## What is required
For the records that follow, give the number of lines containing the word "path", with no added text.

(Data entries)
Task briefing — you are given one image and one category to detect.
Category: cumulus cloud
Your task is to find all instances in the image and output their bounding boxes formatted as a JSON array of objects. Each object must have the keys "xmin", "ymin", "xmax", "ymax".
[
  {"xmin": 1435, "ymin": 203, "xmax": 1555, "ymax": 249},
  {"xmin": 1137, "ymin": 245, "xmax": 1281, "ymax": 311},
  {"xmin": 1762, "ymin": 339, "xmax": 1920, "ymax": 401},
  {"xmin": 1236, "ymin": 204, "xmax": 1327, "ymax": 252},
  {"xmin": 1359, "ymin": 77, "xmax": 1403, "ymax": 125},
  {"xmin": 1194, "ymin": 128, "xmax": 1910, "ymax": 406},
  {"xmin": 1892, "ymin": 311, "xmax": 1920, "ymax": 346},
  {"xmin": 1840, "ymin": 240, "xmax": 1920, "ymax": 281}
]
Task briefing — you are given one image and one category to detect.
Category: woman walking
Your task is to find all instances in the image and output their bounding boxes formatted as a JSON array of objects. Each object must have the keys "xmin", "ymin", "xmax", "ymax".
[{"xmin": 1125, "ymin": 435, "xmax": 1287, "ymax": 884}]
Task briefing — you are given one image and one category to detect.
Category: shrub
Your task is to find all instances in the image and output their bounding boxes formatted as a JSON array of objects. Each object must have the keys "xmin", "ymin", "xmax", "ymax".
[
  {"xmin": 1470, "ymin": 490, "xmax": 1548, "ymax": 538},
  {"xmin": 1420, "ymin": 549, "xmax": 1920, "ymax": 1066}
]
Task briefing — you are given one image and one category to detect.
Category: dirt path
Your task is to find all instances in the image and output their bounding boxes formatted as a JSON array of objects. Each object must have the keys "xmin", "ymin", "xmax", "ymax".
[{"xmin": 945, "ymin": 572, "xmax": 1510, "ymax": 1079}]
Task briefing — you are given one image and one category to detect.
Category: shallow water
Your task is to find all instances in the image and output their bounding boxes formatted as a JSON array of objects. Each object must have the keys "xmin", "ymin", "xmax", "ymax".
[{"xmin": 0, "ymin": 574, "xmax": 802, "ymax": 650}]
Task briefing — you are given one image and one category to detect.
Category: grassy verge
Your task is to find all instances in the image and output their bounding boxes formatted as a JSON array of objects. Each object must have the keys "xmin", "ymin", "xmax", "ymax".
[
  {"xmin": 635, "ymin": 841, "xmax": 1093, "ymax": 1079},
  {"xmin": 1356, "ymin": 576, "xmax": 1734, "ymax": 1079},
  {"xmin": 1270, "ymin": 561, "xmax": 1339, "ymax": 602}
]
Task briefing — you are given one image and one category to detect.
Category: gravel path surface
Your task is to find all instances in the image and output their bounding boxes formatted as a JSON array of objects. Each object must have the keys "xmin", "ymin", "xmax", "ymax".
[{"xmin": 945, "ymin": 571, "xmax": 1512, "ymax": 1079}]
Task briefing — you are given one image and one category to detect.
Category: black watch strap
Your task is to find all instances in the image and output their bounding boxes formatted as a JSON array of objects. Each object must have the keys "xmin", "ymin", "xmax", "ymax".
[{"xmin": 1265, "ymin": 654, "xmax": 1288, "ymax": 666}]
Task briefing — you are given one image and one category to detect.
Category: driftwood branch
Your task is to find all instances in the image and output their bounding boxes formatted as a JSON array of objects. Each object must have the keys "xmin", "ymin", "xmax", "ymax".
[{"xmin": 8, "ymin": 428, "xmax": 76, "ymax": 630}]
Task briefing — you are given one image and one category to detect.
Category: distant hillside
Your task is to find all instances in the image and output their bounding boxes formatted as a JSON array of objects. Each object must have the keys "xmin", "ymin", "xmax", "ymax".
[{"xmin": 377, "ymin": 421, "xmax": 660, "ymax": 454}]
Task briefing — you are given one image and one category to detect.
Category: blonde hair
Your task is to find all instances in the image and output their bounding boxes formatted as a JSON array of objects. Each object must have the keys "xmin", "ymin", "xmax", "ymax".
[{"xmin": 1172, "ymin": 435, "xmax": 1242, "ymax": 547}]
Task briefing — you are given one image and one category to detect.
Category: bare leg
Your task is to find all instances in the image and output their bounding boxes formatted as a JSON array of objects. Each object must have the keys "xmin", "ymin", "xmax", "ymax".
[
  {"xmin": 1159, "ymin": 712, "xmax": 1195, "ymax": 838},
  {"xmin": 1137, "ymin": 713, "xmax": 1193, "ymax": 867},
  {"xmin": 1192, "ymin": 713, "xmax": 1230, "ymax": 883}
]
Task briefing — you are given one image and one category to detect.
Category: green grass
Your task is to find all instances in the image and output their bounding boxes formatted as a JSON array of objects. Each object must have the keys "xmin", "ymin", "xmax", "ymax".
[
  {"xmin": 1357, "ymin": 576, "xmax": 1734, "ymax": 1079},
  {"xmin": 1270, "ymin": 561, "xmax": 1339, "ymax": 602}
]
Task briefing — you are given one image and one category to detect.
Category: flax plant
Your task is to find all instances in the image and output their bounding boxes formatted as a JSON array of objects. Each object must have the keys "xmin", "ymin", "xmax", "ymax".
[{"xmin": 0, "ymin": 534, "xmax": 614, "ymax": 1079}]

## Output for this exercise
2